## THE TASK:
Revise the material below by putting "dot" wherever "marker" appears, keeping everything else the same and omitting the pictures.
=-=-=
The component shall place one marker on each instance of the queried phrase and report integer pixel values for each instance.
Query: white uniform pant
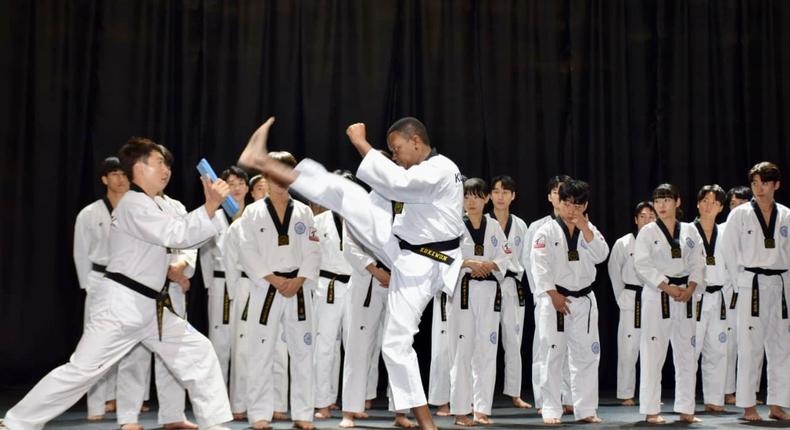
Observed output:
(579, 343)
(330, 322)
(134, 379)
(628, 338)
(657, 332)
(120, 319)
(512, 333)
(711, 342)
(768, 333)
(361, 344)
(262, 344)
(439, 378)
(220, 331)
(473, 339)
=-=-=
## EXPECTED ANSWER:
The component shall place one dot on each instance of the queried phrase and report integer pixel values for each instance.
Query: white uniform pant
Observed output:
(579, 343)
(330, 322)
(134, 379)
(628, 338)
(657, 332)
(120, 319)
(512, 333)
(711, 342)
(768, 333)
(361, 344)
(262, 344)
(439, 378)
(220, 331)
(473, 339)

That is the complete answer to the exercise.